→ **Task material**:
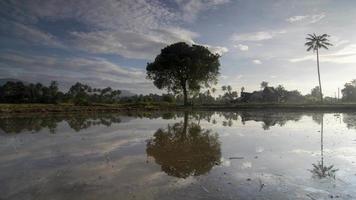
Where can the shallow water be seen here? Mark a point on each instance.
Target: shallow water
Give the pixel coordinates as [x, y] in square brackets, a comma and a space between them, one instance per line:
[205, 155]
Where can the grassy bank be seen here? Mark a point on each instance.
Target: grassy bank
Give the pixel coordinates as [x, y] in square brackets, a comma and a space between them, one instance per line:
[69, 108]
[268, 106]
[58, 108]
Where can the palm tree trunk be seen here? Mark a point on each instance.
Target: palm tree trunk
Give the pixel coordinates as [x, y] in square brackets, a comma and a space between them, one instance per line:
[317, 60]
[322, 140]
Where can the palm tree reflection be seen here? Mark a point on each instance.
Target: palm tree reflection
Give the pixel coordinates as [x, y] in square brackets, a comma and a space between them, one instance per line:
[319, 170]
[185, 149]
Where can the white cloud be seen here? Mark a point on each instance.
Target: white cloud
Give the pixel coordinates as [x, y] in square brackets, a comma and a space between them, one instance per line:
[241, 47]
[28, 33]
[131, 44]
[96, 72]
[256, 36]
[189, 9]
[217, 49]
[345, 55]
[131, 28]
[316, 18]
[257, 62]
[296, 18]
[308, 18]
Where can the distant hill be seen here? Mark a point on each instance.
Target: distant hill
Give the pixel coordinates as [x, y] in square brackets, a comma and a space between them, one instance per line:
[5, 80]
[126, 93]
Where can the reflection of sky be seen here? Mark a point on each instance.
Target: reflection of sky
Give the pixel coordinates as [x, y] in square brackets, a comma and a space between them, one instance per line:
[102, 162]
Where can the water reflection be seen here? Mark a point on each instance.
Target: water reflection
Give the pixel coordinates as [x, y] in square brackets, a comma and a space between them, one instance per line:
[35, 123]
[185, 149]
[319, 169]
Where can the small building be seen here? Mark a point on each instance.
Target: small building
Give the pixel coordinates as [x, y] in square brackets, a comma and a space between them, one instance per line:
[268, 94]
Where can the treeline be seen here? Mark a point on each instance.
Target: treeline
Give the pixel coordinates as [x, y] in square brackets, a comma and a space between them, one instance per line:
[82, 94]
[79, 94]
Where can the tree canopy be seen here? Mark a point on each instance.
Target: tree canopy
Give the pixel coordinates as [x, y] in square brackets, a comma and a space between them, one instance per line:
[181, 68]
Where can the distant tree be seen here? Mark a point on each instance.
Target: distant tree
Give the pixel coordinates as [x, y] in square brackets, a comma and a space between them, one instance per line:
[282, 93]
[79, 93]
[264, 84]
[316, 42]
[349, 91]
[315, 92]
[229, 88]
[223, 88]
[213, 90]
[183, 68]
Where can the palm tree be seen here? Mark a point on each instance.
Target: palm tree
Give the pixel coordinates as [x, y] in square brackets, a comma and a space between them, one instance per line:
[316, 42]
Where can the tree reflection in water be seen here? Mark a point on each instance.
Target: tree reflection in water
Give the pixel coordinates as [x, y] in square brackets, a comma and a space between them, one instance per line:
[185, 149]
[35, 123]
[319, 170]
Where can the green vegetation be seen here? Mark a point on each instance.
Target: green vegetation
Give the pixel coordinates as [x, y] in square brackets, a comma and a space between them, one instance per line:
[185, 72]
[316, 42]
[181, 68]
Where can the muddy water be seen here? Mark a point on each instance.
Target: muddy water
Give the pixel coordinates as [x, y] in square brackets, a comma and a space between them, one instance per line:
[205, 155]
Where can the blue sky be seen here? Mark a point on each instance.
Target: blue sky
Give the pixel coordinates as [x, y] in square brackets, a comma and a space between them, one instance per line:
[108, 43]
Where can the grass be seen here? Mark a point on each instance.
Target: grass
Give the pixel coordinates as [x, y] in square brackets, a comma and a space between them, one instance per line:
[53, 108]
[66, 107]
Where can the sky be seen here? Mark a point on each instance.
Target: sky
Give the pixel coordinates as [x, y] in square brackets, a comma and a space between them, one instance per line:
[109, 42]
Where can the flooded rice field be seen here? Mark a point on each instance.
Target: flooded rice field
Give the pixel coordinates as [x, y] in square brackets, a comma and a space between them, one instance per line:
[196, 155]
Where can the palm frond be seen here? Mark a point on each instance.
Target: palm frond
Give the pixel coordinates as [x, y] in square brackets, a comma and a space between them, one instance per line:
[310, 47]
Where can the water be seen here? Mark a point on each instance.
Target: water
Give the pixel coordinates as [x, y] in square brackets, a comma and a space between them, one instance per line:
[205, 155]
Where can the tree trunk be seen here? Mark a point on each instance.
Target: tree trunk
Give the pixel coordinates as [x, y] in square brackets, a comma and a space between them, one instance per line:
[185, 94]
[317, 60]
[322, 140]
[185, 125]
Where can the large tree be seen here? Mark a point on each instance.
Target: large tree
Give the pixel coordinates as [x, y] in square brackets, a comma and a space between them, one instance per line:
[316, 42]
[181, 68]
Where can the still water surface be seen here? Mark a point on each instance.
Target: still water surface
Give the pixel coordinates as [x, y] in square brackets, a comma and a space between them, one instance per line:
[204, 155]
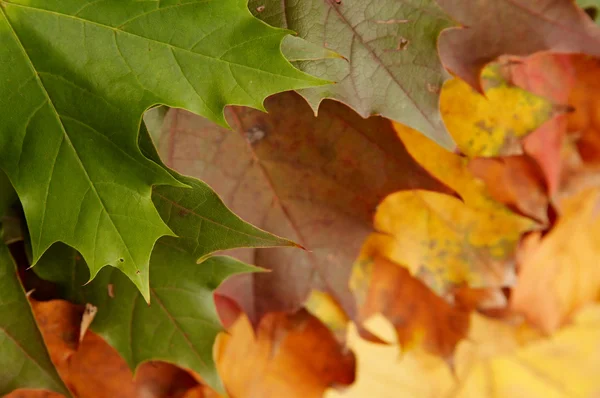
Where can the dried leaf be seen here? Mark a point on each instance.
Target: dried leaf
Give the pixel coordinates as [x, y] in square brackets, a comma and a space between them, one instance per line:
[517, 27]
[516, 182]
[384, 373]
[316, 180]
[92, 368]
[290, 356]
[562, 274]
[502, 361]
[420, 317]
[491, 125]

→ **Instructions for the task**:
Write out the full listing verbatim, excluding its pictures.

→ **Result of the exercise**:
Where can the shallow water be seen here? Mark a point on each instance.
Target: shallow water
Give the pixel coordinates as [x, y] in square brackets, a comma and a space between them, one instance per line:
[205, 155]
Where can the grassy bank be seen here? Mark a point on each instance.
Target: grassy bank
Give the pixel coordinates as [x, y] in square brackets, a comma and a space between them, one instance per line:
[69, 108]
[268, 106]
[58, 108]
Where can the palm tree trunk be seen here? Mark a point on each instance.
Target: palm tree trunk
Give the pixel coordinates as [x, y] in square brackets, a comma and a space between them, one instance per line:
[317, 60]
[322, 140]
Where can the palm tree reflection be seen here? Mark a point on each instance.
Target: palm tree reflection
Give the pixel coordinates as [x, y] in square brackets, a comma and a space between them, one instance per line:
[319, 170]
[185, 149]
Where can the white cloud be seen here? Mark a point on each instance.
Target: white cloud
Give the pixel coordinates as [x, y] in square brackets, a comma and a space between them, one instance per line:
[241, 47]
[28, 33]
[131, 44]
[96, 72]
[256, 36]
[189, 9]
[217, 49]
[345, 55]
[131, 28]
[316, 18]
[257, 62]
[296, 18]
[308, 18]
Where can the distant hill be seen here? Mark a point on each instance.
Target: distant hill
Give the pixel coordinates as [x, y] in square brackets, a comma and a space between them, one instance per line:
[5, 80]
[126, 93]
Where can the reflection of sky be seen here? Mark a point on each instance.
Target: reflection of sky
Give the pixel coordinates as [x, y] in square brackets, a comma and a space between them, one instance per line:
[102, 162]
Where can the water reflection be seen here? Mark a point on each instance.
Target: water reflection
Give the pixel coordinates as [x, y] in square brackets, a comma and a space between them, one instance per line:
[35, 123]
[185, 149]
[319, 169]
Where can the small building be seen here? Mark a point on each instance.
Target: small building
Give the pixel coordinates as [x, y] in square brackets, a comma and a space between them, one instance per line:
[268, 94]
Where can the treeline be seen here? Mark a point on each instance.
Target: treeline
Give the pixel coordinates as [x, y] in square brackets, a comma and a space between them, one instance per line:
[82, 94]
[79, 94]
Where can the tree canopy be seen here? Mark a point on each instance.
Target: tree canopy
Give the pixel coordinates as [x, y] in square brackets, a comma and a space between them, one instance per line:
[181, 68]
Where can the distant tree be seen here? Mark a point on each instance.
Target: distant tree
Give the pixel coordinates as [x, y] in square brackets, a comma and a space between them, one instance per line:
[282, 93]
[79, 93]
[264, 84]
[316, 42]
[349, 91]
[315, 92]
[229, 88]
[223, 88]
[213, 90]
[183, 68]
Where can the palm tree be seen here? Mark a point on each instance.
Target: palm tree
Give the pixel coordinates as [x, y] in square brackets, a comma and a space between them, one instance per line:
[316, 42]
Where can the tree reflection in water be seen here? Mark a point on each instance.
Target: tree reflection in water
Give the pixel coordinates as [x, y] in square brackets, a comma and a space between them, one instance per line:
[185, 149]
[35, 123]
[319, 170]
Where can the green vegetation be seen here? Mark a point on each instance.
Target: green vegetation
Give the pixel coordinates as [x, y] in square brackets, a comma and a space between them, one instance per line:
[185, 72]
[316, 42]
[181, 68]
Where can the muddy water be seen here? Mark a point on each instance.
Target: muddy water
Give the pixel coordinates as [x, y] in square brackets, a comma and a space between them, one instance per line:
[205, 155]
Where can the blue sky be seen here? Mark a point on each instance.
Target: blue sky
Give the pixel coordinates as [x, y] in square brackets, a comma and a space between them, one instance per line:
[108, 43]
Where can the grass be seen here? Mark a point on each instance.
Target: grass
Give the pixel coordinates as [x, y] in square brackets, a comma and a space between them, one instance per line:
[53, 108]
[66, 107]
Where can the sky be seen here? Mark a point on each instance.
Target: sky
Give the pixel coordinates as [x, y] in square brackets, a comma and a space between them, one instance per line:
[109, 42]
Where can the flooded rice field be seen here? Mark a point on each instance.
Target: flooded rice field
Give the pixel coordinates as [x, y] in square brackets, a comma and a space between them, one instance per line:
[196, 155]
Where can the palm frond be seen here? Mark a point on each instance.
Target: palm frond
Give the pixel coordinates as [x, y] in square brackets, a comma and a space between them, one instance per line:
[310, 47]
Where can the water be seen here? Mark a point on each instance.
Target: water
Give the pixel coordinates as [x, y] in square brackets, a comma and a space between them, one instance per line:
[205, 155]
Where can the tree trunk be seen here? Mark a point on each instance.
Target: tree trunk
Give the pixel coordinates as [x, y] in square brackets, a comma and a space between them, one instance per line:
[185, 94]
[317, 60]
[322, 140]
[185, 125]
Where can the large tree be seen here? Mark a point on each instance.
Target: large tree
Give the pixel coordinates as [x, y] in square brackets, a comma and a space between them, one instance per line:
[316, 42]
[181, 68]
Where can the still water surface be seen here? Mark a point on each instance.
Target: still water surface
Give the pixel coordinates as [x, y] in square brackets, a comma and a space between them, one instance per line:
[204, 155]
Where can the dried leaf be seen here? Mark a point on each instance.
Target: dried leaf
Give the pixel coordinates as [x, y] in square brackets, a comma and a space between them, one instance per line:
[517, 27]
[516, 182]
[384, 373]
[316, 180]
[92, 368]
[290, 356]
[562, 274]
[502, 361]
[420, 317]
[491, 125]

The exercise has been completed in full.